Your assignment ▸ Among the records below, find the line that has "find thin waterfall stream"; from there, give the lines again exactly, and stop after the line that has "find waterfall".
Segment Start: Excerpted records
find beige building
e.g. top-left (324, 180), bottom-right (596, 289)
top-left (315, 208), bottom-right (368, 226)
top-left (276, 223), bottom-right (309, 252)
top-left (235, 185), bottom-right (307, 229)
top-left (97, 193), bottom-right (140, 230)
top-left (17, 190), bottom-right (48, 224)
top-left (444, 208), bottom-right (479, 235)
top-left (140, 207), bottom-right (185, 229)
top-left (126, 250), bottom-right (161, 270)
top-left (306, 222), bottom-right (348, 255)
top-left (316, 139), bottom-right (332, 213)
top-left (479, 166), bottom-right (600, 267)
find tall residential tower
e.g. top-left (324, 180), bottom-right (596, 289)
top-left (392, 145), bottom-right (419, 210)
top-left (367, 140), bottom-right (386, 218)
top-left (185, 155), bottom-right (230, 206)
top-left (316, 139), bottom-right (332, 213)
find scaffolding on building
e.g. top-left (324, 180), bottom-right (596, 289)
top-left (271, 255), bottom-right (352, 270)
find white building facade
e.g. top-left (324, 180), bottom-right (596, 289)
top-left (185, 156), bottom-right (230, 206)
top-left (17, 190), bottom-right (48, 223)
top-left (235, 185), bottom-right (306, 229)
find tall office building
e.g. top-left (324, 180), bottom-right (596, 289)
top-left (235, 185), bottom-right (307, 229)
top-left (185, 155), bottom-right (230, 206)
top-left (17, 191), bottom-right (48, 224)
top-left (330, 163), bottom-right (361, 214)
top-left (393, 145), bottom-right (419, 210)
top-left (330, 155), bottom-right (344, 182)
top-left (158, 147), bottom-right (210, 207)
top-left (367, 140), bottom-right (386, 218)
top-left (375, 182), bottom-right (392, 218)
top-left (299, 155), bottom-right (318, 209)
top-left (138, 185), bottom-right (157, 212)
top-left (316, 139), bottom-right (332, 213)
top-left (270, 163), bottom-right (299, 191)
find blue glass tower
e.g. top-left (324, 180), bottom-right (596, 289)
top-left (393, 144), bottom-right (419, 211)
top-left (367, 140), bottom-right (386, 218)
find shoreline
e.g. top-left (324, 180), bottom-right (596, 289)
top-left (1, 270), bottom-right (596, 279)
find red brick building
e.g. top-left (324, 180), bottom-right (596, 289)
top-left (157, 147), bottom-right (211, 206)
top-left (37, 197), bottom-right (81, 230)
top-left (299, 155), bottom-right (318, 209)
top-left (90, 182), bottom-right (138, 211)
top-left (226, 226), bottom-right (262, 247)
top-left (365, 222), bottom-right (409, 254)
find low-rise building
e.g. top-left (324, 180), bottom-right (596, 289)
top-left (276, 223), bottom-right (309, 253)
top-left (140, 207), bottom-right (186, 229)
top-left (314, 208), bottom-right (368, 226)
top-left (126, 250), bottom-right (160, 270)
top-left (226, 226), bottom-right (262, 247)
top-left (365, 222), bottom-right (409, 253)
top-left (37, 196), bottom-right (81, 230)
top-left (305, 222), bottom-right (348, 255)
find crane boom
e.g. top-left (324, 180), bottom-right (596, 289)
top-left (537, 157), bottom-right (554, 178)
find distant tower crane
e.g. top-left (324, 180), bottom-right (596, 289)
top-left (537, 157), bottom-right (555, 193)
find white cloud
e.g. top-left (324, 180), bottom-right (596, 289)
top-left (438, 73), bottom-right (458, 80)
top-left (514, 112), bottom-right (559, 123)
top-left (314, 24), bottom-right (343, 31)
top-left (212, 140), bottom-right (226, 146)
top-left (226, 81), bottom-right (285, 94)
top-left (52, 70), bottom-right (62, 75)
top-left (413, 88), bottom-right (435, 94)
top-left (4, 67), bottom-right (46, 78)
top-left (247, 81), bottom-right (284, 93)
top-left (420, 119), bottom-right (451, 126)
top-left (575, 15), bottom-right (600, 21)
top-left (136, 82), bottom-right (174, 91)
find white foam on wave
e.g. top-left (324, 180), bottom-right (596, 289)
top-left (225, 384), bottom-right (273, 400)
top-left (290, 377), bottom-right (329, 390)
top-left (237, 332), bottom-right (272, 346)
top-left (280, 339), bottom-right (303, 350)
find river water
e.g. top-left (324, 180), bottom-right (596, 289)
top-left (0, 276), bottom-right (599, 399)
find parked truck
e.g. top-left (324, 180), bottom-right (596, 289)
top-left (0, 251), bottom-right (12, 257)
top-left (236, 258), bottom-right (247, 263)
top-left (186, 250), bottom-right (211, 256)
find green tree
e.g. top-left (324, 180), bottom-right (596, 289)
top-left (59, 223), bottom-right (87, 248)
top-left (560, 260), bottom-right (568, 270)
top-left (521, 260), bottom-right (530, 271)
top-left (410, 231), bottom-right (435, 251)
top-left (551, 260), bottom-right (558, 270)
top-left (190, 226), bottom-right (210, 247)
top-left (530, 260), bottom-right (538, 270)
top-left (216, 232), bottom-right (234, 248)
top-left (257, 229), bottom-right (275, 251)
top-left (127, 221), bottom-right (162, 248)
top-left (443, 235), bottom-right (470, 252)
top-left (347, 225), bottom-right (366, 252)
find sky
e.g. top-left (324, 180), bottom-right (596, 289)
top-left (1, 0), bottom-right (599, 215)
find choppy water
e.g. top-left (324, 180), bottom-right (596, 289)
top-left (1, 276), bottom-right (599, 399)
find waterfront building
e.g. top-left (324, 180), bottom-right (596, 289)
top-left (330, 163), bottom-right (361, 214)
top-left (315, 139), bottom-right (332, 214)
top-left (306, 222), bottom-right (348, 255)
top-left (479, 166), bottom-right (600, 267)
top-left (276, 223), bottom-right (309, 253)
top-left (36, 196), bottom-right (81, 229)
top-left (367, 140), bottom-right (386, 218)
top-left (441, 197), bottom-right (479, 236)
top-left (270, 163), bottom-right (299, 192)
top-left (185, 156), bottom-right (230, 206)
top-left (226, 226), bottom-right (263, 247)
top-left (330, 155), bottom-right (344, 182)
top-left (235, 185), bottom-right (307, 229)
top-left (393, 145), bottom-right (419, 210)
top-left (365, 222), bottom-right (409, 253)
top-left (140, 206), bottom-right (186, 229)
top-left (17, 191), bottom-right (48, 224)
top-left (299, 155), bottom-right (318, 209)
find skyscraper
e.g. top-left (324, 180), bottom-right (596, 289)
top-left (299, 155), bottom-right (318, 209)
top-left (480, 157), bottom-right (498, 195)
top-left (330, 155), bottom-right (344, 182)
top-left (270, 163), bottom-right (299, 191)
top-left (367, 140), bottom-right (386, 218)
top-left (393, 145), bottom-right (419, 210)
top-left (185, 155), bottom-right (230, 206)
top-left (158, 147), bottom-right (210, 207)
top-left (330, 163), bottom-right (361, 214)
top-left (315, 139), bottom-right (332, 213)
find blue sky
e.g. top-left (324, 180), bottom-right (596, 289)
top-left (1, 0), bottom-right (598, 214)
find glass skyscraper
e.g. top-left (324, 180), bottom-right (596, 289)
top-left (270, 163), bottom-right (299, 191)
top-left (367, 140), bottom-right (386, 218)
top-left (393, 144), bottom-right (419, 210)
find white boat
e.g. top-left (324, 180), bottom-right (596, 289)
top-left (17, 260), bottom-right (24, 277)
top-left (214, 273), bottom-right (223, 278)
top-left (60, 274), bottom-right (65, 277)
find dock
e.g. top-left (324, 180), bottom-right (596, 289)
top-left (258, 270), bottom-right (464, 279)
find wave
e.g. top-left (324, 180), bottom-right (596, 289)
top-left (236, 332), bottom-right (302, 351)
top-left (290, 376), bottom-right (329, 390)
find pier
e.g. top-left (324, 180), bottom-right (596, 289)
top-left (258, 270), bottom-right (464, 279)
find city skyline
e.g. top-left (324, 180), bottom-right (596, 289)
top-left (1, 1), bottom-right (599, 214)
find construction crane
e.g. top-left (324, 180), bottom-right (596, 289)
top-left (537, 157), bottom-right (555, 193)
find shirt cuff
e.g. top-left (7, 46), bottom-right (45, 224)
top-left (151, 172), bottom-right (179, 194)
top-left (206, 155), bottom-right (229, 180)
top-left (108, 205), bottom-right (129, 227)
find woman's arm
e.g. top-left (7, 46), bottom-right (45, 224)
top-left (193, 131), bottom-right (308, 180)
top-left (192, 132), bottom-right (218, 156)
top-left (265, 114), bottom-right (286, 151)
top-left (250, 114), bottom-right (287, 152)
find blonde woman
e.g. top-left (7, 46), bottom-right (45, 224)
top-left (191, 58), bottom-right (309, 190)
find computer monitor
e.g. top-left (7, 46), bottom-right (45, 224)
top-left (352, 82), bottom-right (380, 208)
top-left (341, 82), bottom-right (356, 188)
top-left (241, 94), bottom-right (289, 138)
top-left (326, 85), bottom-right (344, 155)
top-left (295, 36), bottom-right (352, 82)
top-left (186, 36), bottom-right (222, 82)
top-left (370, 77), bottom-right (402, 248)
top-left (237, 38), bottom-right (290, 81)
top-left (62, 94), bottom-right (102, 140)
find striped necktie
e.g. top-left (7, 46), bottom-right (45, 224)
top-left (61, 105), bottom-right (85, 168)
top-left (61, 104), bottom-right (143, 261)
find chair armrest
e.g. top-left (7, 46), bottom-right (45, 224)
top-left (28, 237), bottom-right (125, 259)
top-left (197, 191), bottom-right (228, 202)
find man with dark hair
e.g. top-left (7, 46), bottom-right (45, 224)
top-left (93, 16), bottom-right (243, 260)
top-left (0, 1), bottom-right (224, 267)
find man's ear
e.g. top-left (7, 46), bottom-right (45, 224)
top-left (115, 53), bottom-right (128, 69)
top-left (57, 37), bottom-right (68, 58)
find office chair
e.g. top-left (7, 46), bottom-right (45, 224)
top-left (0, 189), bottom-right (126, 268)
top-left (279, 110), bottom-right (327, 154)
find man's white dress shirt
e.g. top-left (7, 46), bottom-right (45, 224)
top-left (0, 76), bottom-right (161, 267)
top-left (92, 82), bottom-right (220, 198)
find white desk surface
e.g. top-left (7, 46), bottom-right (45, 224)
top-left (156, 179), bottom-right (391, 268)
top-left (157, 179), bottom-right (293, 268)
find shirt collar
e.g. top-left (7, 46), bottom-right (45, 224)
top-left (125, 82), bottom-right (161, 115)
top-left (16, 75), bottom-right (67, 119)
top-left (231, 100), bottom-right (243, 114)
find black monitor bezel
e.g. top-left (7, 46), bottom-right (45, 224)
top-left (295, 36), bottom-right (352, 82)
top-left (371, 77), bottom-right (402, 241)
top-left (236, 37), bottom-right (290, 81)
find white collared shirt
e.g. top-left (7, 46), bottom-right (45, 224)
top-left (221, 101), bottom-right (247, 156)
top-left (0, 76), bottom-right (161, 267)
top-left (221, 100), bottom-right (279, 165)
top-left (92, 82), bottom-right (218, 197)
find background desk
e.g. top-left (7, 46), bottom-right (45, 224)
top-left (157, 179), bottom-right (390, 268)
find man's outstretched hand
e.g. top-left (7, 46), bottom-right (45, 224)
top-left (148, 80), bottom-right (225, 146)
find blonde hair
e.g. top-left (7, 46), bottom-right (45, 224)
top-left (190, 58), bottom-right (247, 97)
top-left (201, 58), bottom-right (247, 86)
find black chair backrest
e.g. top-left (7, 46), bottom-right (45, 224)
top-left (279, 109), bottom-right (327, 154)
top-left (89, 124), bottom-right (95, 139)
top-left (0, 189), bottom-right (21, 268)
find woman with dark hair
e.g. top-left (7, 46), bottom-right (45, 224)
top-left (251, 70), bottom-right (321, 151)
Segment End: Excerpted records
Segment Start: Excerpted records
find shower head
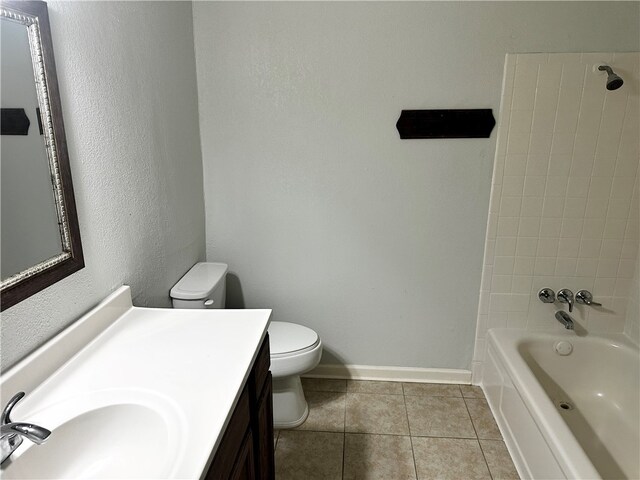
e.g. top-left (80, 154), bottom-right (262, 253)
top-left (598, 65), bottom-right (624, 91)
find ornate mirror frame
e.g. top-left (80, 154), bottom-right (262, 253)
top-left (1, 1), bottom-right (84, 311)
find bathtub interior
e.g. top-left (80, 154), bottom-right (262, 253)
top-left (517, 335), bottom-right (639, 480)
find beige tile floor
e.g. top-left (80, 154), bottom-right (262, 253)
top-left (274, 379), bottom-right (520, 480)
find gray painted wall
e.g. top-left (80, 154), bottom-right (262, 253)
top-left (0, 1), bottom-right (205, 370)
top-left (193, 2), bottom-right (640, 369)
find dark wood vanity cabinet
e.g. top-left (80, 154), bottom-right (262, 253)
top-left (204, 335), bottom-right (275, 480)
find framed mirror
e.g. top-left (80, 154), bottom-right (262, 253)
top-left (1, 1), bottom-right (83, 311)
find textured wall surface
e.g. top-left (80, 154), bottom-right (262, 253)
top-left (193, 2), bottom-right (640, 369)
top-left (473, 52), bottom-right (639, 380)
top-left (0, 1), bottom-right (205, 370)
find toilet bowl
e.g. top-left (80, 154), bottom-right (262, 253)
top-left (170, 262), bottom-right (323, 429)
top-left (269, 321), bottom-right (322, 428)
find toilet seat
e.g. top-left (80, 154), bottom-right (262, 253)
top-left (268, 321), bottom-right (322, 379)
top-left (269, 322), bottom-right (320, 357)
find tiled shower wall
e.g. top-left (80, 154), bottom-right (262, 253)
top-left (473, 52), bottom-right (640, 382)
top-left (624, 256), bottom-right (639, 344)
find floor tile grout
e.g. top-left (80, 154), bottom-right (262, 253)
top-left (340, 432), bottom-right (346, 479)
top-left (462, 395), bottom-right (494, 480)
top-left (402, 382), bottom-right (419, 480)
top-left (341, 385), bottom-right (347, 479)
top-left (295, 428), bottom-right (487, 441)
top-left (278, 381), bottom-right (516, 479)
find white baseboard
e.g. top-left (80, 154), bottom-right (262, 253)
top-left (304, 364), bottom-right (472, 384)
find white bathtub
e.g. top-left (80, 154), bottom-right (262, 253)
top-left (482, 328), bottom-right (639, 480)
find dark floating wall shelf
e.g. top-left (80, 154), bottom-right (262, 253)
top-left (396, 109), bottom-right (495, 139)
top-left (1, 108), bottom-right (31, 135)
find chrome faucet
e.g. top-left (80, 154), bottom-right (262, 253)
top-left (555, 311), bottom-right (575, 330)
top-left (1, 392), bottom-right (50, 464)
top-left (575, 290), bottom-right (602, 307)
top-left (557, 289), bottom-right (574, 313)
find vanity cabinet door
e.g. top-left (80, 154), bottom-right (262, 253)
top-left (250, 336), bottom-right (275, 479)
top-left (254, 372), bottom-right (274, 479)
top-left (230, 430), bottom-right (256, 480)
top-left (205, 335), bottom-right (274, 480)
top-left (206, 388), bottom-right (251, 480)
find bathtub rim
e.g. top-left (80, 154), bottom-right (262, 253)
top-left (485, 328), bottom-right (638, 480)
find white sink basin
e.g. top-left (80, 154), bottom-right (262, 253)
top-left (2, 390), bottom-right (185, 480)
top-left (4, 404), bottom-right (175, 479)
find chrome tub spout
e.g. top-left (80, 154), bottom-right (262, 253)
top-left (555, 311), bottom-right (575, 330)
Segment End: Excerpted records
Segment Start: Excerpted records
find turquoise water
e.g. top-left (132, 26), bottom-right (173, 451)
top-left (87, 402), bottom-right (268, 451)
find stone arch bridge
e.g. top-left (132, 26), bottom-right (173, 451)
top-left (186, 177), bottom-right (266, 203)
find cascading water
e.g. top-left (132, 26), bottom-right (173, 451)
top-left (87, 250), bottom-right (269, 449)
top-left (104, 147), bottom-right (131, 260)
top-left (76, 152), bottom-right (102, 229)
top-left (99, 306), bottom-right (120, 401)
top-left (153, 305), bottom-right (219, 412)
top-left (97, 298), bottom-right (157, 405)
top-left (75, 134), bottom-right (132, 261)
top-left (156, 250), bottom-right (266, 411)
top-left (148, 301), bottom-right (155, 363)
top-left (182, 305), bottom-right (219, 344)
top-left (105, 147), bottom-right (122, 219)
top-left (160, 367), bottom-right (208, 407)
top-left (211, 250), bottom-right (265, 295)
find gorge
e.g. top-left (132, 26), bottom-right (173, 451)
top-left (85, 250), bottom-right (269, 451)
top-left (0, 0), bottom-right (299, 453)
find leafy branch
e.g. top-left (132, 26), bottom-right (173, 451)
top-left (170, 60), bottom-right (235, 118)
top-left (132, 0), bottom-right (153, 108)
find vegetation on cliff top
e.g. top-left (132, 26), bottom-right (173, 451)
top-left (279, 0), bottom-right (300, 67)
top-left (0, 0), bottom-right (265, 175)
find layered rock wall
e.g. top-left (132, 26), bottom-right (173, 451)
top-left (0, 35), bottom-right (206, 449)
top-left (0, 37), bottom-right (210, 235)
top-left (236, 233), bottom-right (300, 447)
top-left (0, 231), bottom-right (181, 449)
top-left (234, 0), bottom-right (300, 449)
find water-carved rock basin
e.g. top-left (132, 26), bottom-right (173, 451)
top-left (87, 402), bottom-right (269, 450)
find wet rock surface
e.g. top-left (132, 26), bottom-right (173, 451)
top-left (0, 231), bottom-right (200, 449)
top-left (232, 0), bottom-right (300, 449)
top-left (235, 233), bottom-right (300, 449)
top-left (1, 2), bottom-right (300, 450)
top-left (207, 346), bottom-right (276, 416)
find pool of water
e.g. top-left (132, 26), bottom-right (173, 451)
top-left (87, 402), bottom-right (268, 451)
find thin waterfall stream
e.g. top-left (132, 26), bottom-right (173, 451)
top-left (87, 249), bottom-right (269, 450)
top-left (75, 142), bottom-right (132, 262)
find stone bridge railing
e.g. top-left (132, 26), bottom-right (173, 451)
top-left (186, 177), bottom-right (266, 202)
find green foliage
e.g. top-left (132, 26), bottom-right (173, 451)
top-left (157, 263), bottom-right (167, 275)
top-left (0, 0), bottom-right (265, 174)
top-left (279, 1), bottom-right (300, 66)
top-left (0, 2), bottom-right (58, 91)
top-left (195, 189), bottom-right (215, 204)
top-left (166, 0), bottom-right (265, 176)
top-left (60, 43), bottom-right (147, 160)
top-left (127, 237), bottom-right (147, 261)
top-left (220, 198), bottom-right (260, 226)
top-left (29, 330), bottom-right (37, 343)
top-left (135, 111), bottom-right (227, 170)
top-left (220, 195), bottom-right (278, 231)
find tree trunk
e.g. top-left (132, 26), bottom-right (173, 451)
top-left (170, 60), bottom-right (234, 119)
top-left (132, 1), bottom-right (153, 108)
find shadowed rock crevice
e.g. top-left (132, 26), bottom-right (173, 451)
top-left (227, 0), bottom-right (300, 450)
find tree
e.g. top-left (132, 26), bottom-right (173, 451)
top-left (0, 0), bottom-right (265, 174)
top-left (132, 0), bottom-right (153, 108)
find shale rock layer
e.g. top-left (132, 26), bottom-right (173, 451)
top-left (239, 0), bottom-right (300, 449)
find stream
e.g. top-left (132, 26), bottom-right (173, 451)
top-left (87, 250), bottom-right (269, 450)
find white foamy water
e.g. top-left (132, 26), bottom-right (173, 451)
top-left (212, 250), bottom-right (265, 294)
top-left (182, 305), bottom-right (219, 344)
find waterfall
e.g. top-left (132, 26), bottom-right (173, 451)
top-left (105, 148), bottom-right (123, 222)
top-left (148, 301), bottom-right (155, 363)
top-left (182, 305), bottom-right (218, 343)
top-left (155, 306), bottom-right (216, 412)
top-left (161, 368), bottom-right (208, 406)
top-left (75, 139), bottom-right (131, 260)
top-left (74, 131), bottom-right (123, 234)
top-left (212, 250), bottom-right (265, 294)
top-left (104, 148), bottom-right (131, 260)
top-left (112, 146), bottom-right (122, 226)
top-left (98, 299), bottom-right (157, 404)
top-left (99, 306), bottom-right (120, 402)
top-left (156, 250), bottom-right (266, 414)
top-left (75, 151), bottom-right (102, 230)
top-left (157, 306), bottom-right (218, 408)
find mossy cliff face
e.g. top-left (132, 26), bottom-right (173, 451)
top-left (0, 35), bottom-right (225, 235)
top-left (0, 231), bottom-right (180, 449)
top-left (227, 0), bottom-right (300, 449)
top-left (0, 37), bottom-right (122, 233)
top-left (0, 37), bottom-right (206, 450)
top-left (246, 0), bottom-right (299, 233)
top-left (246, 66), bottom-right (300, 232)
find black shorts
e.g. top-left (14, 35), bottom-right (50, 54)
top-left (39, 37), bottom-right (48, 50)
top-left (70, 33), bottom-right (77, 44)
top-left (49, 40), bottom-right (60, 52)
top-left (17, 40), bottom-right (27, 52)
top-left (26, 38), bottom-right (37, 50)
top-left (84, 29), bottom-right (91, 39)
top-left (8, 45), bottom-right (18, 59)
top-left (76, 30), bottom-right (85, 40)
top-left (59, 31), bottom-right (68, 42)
Segment End: Excerpted records
Solution to the exercise ▸
find thin waterfall stream
e.g. top-left (132, 26), bottom-right (173, 451)
top-left (87, 249), bottom-right (269, 450)
top-left (75, 142), bottom-right (132, 262)
find stone bridge railing
e.g. top-left (132, 26), bottom-right (173, 451)
top-left (186, 177), bottom-right (266, 202)
find green foliage
e.g. top-left (132, 26), bottom-right (173, 451)
top-left (157, 263), bottom-right (167, 275)
top-left (0, 0), bottom-right (265, 174)
top-left (279, 1), bottom-right (300, 66)
top-left (0, 2), bottom-right (58, 91)
top-left (195, 189), bottom-right (215, 204)
top-left (166, 0), bottom-right (265, 176)
top-left (60, 43), bottom-right (147, 160)
top-left (127, 237), bottom-right (147, 261)
top-left (220, 198), bottom-right (260, 226)
top-left (29, 330), bottom-right (37, 343)
top-left (135, 111), bottom-right (227, 170)
top-left (220, 195), bottom-right (278, 231)
find tree trunk
e.g. top-left (132, 26), bottom-right (173, 451)
top-left (170, 60), bottom-right (234, 119)
top-left (132, 1), bottom-right (153, 108)
find shadowed rock crevice
e.g. top-left (132, 26), bottom-right (173, 451)
top-left (227, 0), bottom-right (300, 450)
find tree
e.g. top-left (132, 26), bottom-right (173, 451)
top-left (0, 0), bottom-right (265, 174)
top-left (132, 0), bottom-right (153, 108)
find shale rock layer
e.g. top-left (132, 26), bottom-right (173, 451)
top-left (239, 0), bottom-right (300, 449)
find stream
e.g. top-left (132, 26), bottom-right (173, 451)
top-left (87, 250), bottom-right (269, 450)
find white foamy water
e.g. top-left (132, 26), bottom-right (173, 451)
top-left (212, 250), bottom-right (265, 294)
top-left (182, 305), bottom-right (219, 344)
find waterfall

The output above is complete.